The request:
Beginning at the line that contains "# Target: leafy green plant", transcribe the remaining lines of the listing exactly; include the final line and omit everything before.

-- Start --

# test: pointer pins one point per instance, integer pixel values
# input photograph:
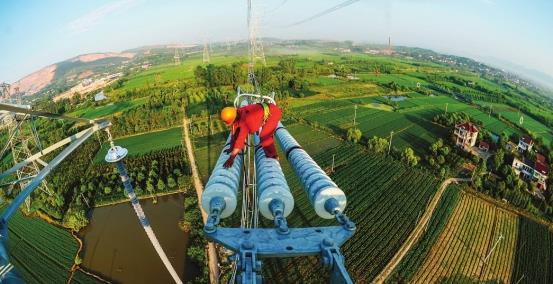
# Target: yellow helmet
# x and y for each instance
(228, 115)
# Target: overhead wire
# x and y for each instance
(325, 12)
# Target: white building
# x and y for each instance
(533, 171)
(525, 143)
(465, 135)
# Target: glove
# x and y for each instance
(229, 162)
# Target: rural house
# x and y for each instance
(99, 96)
(484, 146)
(533, 171)
(465, 135)
(525, 143)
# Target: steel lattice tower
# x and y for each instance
(206, 53)
(23, 138)
(177, 57)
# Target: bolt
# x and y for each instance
(328, 242)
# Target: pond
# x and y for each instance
(117, 248)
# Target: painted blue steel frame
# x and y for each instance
(251, 245)
(7, 273)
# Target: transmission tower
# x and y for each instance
(5, 90)
(390, 49)
(206, 53)
(255, 46)
(23, 139)
(177, 57)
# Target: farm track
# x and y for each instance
(417, 232)
(211, 251)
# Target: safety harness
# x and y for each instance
(266, 112)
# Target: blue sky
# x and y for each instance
(36, 33)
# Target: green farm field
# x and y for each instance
(41, 252)
(411, 122)
(102, 111)
(379, 190)
(145, 143)
(484, 243)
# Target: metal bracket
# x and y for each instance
(277, 208)
(332, 258)
(254, 244)
(216, 206)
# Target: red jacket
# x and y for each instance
(248, 121)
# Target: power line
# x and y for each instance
(325, 12)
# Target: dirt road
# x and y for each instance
(417, 232)
(211, 251)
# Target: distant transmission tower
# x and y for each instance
(390, 49)
(255, 46)
(206, 53)
(5, 90)
(177, 57)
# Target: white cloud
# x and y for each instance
(86, 22)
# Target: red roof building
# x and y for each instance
(525, 143)
(484, 146)
(465, 135)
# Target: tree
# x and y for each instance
(140, 177)
(150, 187)
(377, 144)
(354, 135)
(498, 159)
(160, 185)
(181, 180)
(408, 156)
(76, 220)
(171, 182)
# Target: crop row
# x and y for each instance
(385, 199)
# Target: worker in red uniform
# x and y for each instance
(262, 118)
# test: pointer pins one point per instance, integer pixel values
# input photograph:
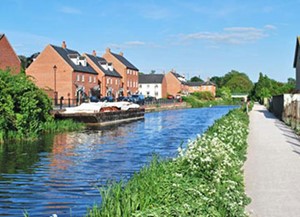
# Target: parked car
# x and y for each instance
(138, 99)
(94, 99)
(107, 99)
(150, 99)
(170, 97)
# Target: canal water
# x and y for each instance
(60, 174)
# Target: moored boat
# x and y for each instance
(102, 113)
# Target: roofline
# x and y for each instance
(87, 56)
(113, 54)
(12, 49)
(59, 56)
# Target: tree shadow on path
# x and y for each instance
(267, 114)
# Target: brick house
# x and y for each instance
(202, 86)
(110, 81)
(154, 85)
(62, 72)
(176, 84)
(9, 60)
(126, 69)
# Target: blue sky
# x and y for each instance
(196, 38)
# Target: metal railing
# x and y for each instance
(63, 103)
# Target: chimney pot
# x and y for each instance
(64, 45)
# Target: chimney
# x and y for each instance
(64, 45)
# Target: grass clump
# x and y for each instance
(196, 102)
(206, 179)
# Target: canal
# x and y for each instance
(60, 173)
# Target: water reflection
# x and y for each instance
(60, 173)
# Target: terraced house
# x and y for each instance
(63, 72)
(9, 60)
(126, 69)
(153, 85)
(110, 81)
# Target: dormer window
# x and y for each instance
(78, 60)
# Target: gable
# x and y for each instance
(296, 57)
(67, 54)
(8, 58)
(98, 61)
(124, 61)
(151, 78)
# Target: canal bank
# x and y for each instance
(59, 172)
(163, 107)
(206, 178)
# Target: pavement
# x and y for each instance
(272, 169)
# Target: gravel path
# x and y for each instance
(272, 169)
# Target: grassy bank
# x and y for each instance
(206, 179)
(198, 103)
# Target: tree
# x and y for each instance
(23, 106)
(266, 87)
(237, 82)
(225, 93)
(218, 81)
(196, 79)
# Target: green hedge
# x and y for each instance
(206, 179)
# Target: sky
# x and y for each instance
(202, 38)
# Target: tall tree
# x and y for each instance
(237, 82)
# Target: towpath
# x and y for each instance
(272, 169)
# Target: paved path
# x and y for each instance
(272, 169)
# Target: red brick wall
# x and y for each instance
(129, 76)
(173, 84)
(209, 88)
(43, 74)
(8, 57)
(164, 88)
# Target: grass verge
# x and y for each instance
(206, 179)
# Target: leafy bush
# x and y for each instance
(23, 106)
(24, 109)
(206, 179)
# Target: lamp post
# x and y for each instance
(55, 93)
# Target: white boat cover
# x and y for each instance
(93, 107)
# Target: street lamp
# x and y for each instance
(55, 93)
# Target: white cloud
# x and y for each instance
(70, 10)
(232, 35)
(128, 44)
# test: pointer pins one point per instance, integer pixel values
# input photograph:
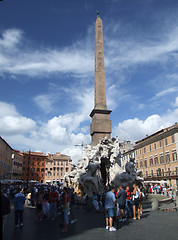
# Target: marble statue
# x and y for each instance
(101, 166)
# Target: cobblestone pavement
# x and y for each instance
(154, 225)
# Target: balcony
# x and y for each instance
(162, 175)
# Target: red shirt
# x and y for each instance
(53, 197)
(128, 195)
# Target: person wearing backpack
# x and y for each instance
(5, 208)
(136, 201)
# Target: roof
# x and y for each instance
(158, 133)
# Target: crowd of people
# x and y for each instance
(50, 201)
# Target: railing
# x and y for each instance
(163, 174)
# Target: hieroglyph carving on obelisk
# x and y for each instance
(101, 123)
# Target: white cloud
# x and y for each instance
(136, 129)
(45, 102)
(166, 92)
(11, 122)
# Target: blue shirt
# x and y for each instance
(110, 200)
(19, 199)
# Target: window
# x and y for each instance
(151, 161)
(167, 157)
(156, 160)
(150, 147)
(174, 155)
(141, 165)
(145, 162)
(161, 158)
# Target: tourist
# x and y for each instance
(39, 206)
(73, 200)
(66, 209)
(94, 199)
(19, 200)
(129, 210)
(141, 201)
(53, 198)
(5, 208)
(109, 209)
(121, 199)
(136, 201)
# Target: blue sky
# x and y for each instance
(47, 70)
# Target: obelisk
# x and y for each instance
(101, 124)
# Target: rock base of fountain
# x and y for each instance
(100, 166)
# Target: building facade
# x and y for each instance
(17, 161)
(5, 160)
(127, 152)
(33, 166)
(156, 156)
(56, 167)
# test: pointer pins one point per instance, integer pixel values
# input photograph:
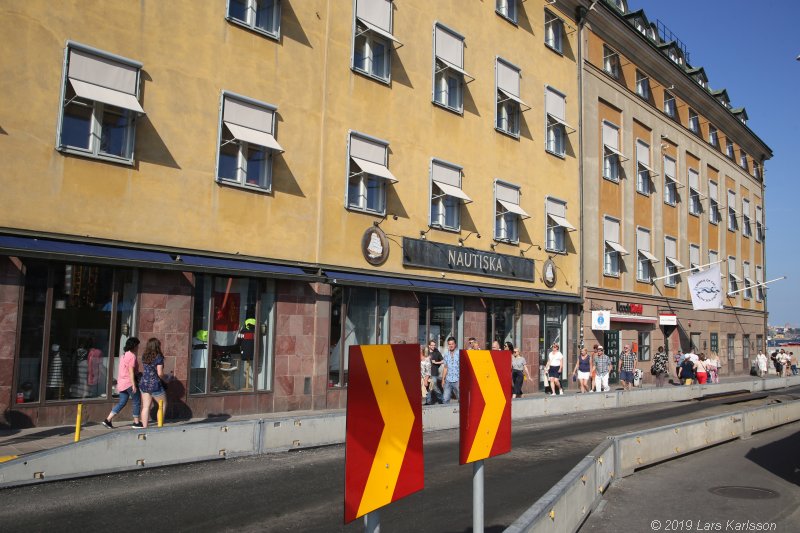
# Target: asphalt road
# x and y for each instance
(303, 490)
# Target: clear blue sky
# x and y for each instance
(749, 48)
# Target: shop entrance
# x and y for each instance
(611, 347)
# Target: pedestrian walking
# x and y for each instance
(555, 360)
(451, 373)
(519, 371)
(152, 382)
(126, 384)
(583, 370)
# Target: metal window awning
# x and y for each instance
(675, 262)
(249, 135)
(98, 93)
(514, 208)
(380, 31)
(561, 221)
(452, 190)
(650, 257)
(617, 247)
(374, 168)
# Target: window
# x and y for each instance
(695, 207)
(694, 256)
(645, 259)
(713, 203)
(694, 121)
(759, 281)
(509, 104)
(731, 346)
(611, 62)
(368, 172)
(553, 31)
(446, 195)
(746, 228)
(259, 15)
(246, 142)
(557, 127)
(642, 85)
(227, 337)
(507, 9)
(359, 315)
(613, 248)
(643, 169)
(373, 38)
(557, 225)
(671, 263)
(733, 279)
(669, 104)
(449, 75)
(644, 346)
(611, 154)
(743, 160)
(100, 104)
(507, 212)
(713, 136)
(733, 223)
(748, 281)
(670, 183)
(70, 305)
(759, 224)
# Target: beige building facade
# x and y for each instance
(260, 185)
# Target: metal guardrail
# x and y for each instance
(568, 503)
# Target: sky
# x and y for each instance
(750, 49)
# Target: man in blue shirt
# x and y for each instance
(450, 373)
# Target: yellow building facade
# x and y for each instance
(260, 185)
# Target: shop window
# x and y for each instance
(100, 105)
(439, 318)
(226, 334)
(553, 31)
(368, 172)
(509, 103)
(449, 76)
(247, 142)
(373, 39)
(644, 346)
(731, 347)
(263, 16)
(358, 316)
(503, 322)
(446, 195)
(70, 344)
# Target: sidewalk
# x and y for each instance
(18, 442)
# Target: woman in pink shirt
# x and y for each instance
(126, 384)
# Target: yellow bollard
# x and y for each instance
(78, 423)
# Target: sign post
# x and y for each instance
(485, 416)
(383, 440)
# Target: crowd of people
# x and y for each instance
(440, 372)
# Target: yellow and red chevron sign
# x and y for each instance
(485, 404)
(383, 442)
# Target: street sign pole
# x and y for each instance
(372, 522)
(477, 497)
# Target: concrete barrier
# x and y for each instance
(568, 503)
(130, 450)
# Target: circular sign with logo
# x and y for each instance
(375, 246)
(549, 273)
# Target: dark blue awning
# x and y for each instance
(72, 251)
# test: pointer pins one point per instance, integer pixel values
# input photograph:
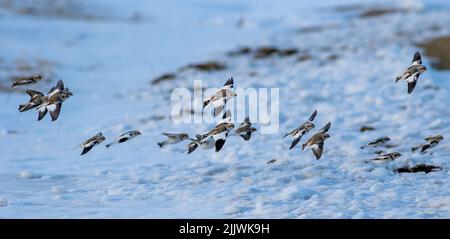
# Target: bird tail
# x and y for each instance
(205, 103)
(162, 144)
(22, 108)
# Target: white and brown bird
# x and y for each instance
(221, 97)
(317, 141)
(125, 137)
(412, 73)
(26, 80)
(245, 130)
(53, 101)
(36, 99)
(302, 130)
(376, 142)
(387, 157)
(219, 133)
(205, 144)
(91, 142)
(173, 139)
(431, 142)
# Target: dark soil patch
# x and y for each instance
(365, 128)
(240, 51)
(164, 77)
(418, 168)
(206, 66)
(439, 50)
(378, 12)
(263, 52)
(64, 9)
(304, 57)
(311, 29)
(268, 51)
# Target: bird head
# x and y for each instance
(422, 69)
(309, 125)
(230, 126)
(396, 154)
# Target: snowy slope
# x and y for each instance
(109, 60)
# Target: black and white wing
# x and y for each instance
(297, 136)
(33, 93)
(42, 112)
(417, 59)
(412, 81)
(54, 111)
(56, 89)
(87, 148)
(169, 135)
(229, 84)
(317, 150)
(325, 128)
(313, 116)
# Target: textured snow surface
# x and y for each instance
(109, 62)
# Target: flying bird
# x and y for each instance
(124, 137)
(245, 130)
(205, 144)
(412, 73)
(53, 105)
(317, 141)
(26, 80)
(220, 132)
(173, 139)
(302, 130)
(220, 99)
(376, 142)
(53, 101)
(91, 142)
(36, 99)
(386, 157)
(431, 142)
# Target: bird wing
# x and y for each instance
(87, 149)
(325, 128)
(41, 113)
(318, 150)
(229, 84)
(171, 135)
(58, 88)
(219, 144)
(417, 59)
(412, 83)
(32, 93)
(192, 146)
(295, 142)
(54, 113)
(313, 116)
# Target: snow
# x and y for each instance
(108, 64)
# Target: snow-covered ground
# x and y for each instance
(107, 54)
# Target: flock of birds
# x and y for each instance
(217, 136)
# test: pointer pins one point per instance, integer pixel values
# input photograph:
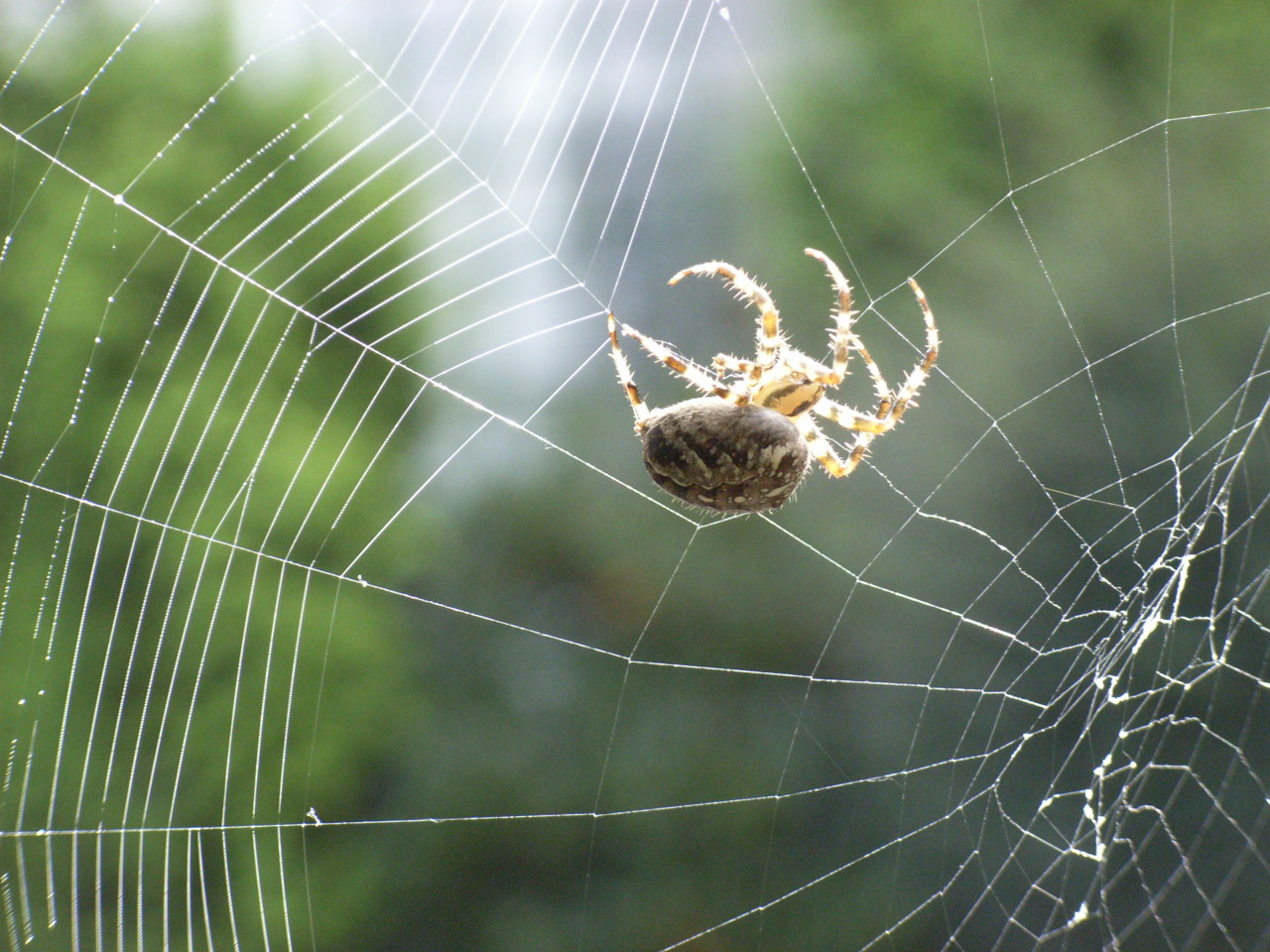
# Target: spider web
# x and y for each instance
(339, 613)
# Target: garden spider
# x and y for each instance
(747, 445)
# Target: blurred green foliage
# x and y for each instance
(193, 461)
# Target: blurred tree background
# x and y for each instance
(195, 472)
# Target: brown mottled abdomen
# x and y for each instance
(724, 457)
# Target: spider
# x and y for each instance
(747, 445)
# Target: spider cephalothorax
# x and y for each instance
(747, 445)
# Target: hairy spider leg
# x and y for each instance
(820, 447)
(770, 340)
(841, 336)
(694, 373)
(890, 405)
(627, 379)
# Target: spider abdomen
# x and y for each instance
(725, 457)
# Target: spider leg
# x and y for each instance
(770, 339)
(919, 375)
(726, 363)
(820, 448)
(694, 373)
(890, 404)
(627, 379)
(841, 338)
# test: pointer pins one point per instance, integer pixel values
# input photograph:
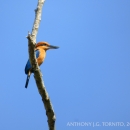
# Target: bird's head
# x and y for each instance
(45, 46)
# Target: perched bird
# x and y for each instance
(40, 52)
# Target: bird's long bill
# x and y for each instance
(53, 47)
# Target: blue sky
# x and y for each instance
(87, 78)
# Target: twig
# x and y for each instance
(37, 73)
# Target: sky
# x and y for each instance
(87, 78)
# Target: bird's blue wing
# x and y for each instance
(28, 65)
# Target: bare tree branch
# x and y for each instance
(37, 73)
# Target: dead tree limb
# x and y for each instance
(37, 73)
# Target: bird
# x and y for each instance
(40, 52)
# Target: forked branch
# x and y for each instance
(37, 73)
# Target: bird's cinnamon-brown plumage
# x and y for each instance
(40, 52)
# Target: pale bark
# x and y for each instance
(37, 73)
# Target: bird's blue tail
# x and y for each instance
(27, 81)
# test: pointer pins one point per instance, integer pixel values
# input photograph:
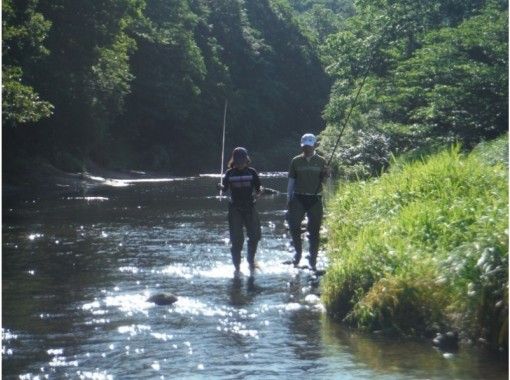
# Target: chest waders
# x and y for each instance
(311, 205)
(239, 216)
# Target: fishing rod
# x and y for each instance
(365, 76)
(223, 146)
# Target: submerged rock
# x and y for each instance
(162, 298)
(447, 341)
(269, 191)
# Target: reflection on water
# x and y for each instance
(78, 270)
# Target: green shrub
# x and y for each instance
(424, 247)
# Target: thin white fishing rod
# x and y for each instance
(223, 146)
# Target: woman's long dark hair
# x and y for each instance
(230, 163)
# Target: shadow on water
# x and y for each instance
(77, 273)
(391, 356)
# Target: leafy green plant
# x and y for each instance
(424, 245)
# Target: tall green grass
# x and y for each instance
(424, 247)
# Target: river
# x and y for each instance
(77, 270)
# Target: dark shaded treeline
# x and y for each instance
(142, 84)
(437, 74)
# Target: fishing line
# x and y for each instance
(223, 146)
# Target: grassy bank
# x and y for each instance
(424, 248)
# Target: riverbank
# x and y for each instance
(423, 249)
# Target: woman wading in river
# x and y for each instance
(243, 182)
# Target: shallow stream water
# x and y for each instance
(77, 271)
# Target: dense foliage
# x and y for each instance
(424, 248)
(437, 72)
(142, 84)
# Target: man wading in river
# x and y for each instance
(306, 175)
(243, 182)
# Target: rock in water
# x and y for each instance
(162, 298)
(269, 191)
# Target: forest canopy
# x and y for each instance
(142, 84)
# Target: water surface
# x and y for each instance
(77, 270)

-- End --

Complete output:
# Target: leafy green plant
# x and y for each instance
(424, 245)
# Target: tall green grass
# x and y for each instance
(424, 247)
# Target: river
# x and y for each instance
(77, 270)
# Target: dark shaded treeline
# x and y for each instance
(142, 84)
(437, 74)
# Target: fishing line
# x and y for each instance
(223, 146)
# Target: grassy bank
# x and y for each instance
(424, 248)
# Target: riverbank
# x and y for each instance
(423, 249)
# Target: woman wading in river
# x and y for each instance
(243, 182)
# Target: shallow stream water
# x and y for each instance
(77, 271)
# Target: dense foliage
# x and y for each instance
(424, 248)
(437, 72)
(142, 84)
# Target: man wading in river
# x and y for each instance
(306, 175)
(243, 182)
# Target: rock in water
# x and y for each instance
(162, 298)
(269, 191)
# Target: forest canopy
# x and y for each instance
(142, 84)
# Target: water surface
# x and y for each instance
(77, 270)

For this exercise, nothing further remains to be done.